-- BEGIN Supplied material --
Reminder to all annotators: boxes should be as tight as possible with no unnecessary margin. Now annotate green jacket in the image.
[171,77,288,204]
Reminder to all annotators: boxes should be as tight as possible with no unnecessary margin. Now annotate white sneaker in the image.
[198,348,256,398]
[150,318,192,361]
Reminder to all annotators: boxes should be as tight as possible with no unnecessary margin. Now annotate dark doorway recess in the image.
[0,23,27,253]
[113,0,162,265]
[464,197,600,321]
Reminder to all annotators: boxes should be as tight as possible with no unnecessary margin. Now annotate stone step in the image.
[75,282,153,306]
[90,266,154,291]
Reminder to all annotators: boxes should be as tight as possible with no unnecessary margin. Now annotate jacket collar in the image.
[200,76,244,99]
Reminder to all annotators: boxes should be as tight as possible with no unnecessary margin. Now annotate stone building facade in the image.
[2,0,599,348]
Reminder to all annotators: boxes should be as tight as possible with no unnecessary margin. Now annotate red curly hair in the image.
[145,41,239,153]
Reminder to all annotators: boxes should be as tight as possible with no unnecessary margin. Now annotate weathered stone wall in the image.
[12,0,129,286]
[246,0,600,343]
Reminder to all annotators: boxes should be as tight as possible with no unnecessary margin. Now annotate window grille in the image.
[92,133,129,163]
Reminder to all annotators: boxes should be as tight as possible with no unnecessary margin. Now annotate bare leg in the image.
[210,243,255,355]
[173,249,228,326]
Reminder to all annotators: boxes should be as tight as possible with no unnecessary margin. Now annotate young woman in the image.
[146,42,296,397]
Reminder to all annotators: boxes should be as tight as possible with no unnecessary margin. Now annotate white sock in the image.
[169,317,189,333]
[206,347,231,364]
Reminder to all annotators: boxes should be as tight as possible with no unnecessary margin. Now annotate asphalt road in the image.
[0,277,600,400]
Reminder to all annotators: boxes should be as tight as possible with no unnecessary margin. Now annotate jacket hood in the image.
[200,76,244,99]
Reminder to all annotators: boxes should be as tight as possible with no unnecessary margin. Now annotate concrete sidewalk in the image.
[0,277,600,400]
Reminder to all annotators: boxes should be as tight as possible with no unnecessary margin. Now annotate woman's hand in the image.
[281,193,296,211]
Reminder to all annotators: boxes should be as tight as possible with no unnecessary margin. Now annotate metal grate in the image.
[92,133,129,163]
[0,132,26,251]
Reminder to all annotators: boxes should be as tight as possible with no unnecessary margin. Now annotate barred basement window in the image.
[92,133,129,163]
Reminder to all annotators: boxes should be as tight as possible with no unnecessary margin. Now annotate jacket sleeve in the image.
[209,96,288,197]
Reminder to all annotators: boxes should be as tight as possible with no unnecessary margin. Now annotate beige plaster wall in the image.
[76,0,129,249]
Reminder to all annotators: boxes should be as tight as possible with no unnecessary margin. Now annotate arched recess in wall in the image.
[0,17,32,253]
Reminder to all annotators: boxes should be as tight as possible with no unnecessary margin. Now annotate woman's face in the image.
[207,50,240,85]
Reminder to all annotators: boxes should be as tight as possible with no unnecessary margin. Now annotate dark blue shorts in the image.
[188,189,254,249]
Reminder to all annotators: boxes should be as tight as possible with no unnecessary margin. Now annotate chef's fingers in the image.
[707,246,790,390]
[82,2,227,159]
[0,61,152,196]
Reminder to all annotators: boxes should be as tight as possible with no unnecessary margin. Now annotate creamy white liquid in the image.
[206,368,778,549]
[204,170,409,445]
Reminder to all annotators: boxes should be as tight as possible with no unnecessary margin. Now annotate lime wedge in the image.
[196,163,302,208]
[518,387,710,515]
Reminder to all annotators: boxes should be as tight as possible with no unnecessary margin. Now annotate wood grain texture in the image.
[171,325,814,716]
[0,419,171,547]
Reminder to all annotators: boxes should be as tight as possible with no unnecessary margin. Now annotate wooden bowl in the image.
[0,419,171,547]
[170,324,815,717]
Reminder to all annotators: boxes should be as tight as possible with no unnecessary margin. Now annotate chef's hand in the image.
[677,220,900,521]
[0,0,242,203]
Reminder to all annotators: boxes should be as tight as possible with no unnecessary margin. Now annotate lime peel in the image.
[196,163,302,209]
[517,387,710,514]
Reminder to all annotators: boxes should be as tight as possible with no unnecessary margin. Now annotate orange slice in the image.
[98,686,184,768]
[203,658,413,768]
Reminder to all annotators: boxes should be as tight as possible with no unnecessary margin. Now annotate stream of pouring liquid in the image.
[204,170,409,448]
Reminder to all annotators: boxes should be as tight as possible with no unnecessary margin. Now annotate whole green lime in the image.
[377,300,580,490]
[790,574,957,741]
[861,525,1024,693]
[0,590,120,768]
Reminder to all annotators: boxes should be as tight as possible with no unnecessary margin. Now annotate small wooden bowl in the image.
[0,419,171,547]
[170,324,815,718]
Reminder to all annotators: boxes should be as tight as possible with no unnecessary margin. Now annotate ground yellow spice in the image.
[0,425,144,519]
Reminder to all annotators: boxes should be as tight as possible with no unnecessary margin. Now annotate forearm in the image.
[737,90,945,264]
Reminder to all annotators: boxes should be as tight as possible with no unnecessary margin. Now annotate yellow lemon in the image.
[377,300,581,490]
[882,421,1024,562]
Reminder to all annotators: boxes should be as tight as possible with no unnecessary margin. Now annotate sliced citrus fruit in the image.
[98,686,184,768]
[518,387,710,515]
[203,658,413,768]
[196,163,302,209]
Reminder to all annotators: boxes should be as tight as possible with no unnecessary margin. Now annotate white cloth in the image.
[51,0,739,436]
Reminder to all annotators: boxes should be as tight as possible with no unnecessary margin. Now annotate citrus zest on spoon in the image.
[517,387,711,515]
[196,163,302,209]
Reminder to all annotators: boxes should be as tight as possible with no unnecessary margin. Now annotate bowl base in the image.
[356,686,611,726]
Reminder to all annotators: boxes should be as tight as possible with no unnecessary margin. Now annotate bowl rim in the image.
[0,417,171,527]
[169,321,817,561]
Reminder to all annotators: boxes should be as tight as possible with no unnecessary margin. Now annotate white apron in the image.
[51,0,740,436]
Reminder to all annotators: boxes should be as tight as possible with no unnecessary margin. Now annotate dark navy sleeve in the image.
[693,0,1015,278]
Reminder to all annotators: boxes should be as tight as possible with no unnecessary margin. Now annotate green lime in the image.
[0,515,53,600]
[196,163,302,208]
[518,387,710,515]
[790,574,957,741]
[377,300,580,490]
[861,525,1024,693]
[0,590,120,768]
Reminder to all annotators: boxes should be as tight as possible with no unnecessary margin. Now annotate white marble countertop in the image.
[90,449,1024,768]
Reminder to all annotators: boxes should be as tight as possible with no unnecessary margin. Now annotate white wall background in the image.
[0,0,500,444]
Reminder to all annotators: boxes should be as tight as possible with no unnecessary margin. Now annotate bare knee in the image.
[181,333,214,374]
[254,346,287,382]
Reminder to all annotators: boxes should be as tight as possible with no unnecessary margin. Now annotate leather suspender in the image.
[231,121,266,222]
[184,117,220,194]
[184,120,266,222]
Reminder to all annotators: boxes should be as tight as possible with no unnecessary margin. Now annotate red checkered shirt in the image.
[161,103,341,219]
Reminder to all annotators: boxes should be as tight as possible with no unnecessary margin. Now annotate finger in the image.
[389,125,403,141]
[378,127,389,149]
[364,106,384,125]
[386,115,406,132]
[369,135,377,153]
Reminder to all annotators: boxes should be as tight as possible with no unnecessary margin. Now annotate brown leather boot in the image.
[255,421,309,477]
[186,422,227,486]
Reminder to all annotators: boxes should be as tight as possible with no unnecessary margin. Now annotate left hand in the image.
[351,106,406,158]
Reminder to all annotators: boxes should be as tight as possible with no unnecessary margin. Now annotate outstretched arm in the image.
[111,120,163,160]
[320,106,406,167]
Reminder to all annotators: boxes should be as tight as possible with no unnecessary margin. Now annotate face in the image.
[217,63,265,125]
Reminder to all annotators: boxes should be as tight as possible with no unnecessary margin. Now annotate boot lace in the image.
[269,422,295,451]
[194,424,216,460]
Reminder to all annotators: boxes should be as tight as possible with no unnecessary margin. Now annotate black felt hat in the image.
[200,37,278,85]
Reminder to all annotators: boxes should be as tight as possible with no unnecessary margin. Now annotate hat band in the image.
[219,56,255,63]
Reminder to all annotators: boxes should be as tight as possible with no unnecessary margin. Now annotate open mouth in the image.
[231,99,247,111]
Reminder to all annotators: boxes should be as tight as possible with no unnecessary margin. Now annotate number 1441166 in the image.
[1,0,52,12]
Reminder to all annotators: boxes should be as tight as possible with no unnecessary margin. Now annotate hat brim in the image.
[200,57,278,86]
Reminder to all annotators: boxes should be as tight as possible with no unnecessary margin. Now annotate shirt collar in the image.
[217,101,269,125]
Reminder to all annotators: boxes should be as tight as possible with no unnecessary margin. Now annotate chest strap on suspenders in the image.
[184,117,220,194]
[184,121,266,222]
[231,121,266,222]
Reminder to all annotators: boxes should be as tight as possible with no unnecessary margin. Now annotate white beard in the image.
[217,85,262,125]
-- END Supplied material --
**Request**.
Transcribe word for word the lines from the one holding "outstretched arm in the image." to the last line of the listing above, inclusive.

**Finished exercise**.
Reminder to all annotators: boxes should be as tight as possible with no unnecessary margin. Now annotate outstretched arm in the image.
[111,120,163,160]
[320,106,406,167]
Reminder to all annotators: boxes should be as tight as possible with no unnecessary margin. Now annotate face in the image.
[217,63,265,125]
Reminder to all annotators: boxes should be as tight as possible with no unnecessary margin. Now annotate boot lace in the image.
[269,422,295,451]
[194,424,216,460]
Reminder to all annotators: boxes should be as tight as possible with no unnecessary margin. Now annotate black felt hat in the image.
[200,37,278,85]
Reminder to all annotators: boxes should be as tight as possible with no unnecessary margin. Now annotate hat band in the image.
[219,56,255,63]
Reminder to all annotators: boxes should be as tight as possible with no unnecessary margin. Now annotate open mouth in the image.
[231,99,247,111]
Reminder to all annotators: boxes should be as tight as possible with no unnecessary margin. Now annotate number 1441166 in the image.
[1,0,52,12]
Reminder to all annotators: boxes should be as tight as possible with no unnecessary margin. Now annotate hat brim in the image.
[200,57,278,86]
Reminder to all annotators: boxes should be as tight as possible with no unnecessary margin. Now annotate shirt collar in the image.
[217,101,269,125]
Reminder to all annotators: boxes should be as tight as possible with no unnecessary margin. Now annotate chest strap on suspenders in the image.
[184,117,220,194]
[184,121,266,222]
[231,121,266,222]
Reminder to all annotators: boxes should be as tight as possible with no unnecessary margin. Now annotate white beard in the image.
[217,85,262,125]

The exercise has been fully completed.